Return every record below exactly as written, but leave out the pictures.

Stored data entries:
BEGIN
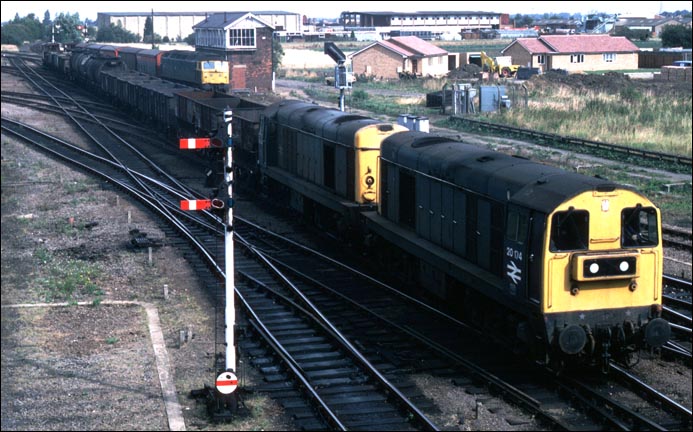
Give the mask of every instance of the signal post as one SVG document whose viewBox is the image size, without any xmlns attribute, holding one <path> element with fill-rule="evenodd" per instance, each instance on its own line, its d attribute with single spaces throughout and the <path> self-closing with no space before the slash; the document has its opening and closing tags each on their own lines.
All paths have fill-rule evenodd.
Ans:
<svg viewBox="0 0 693 432">
<path fill-rule="evenodd" d="M 226 108 L 223 112 L 225 130 L 220 130 L 213 138 L 181 138 L 181 149 L 226 149 L 224 158 L 224 182 L 226 190 L 222 197 L 209 200 L 183 200 L 180 205 L 183 210 L 212 210 L 221 214 L 224 220 L 224 273 L 225 273 L 225 309 L 224 342 L 226 356 L 223 370 L 217 370 L 214 387 L 205 384 L 203 390 L 193 391 L 193 396 L 207 397 L 207 408 L 214 420 L 228 421 L 233 419 L 238 409 L 238 378 L 236 376 L 236 345 L 234 331 L 236 324 L 235 284 L 234 284 L 234 247 L 233 247 L 233 141 L 232 124 L 233 112 Z M 221 368 L 219 368 L 221 369 Z"/>
</svg>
END
### Response box
Give the mask of every instance of the signal post as one SVG document whose viewBox is the image size, without any xmlns attribute, holding one <path> element with fill-rule="evenodd" per instance, each instance on its own line, its d attribute with single spaces throughout and the <path> self-closing with no space before the slash; the document has its opening and closing tags each on their own lines.
All paths have fill-rule evenodd.
Ans:
<svg viewBox="0 0 693 432">
<path fill-rule="evenodd" d="M 226 108 L 223 112 L 225 130 L 220 130 L 213 138 L 181 138 L 181 149 L 226 149 L 224 158 L 224 182 L 226 190 L 222 197 L 209 200 L 183 200 L 180 205 L 183 210 L 212 210 L 221 214 L 224 220 L 224 273 L 225 273 L 225 309 L 224 342 L 226 356 L 223 370 L 217 370 L 214 387 L 205 384 L 203 390 L 193 391 L 193 396 L 207 397 L 207 408 L 214 420 L 228 421 L 233 419 L 238 409 L 238 378 L 236 376 L 236 345 L 234 331 L 236 324 L 235 284 L 234 284 L 234 247 L 233 247 L 233 141 L 232 124 L 233 112 Z M 221 368 L 219 368 L 221 369 Z"/>
</svg>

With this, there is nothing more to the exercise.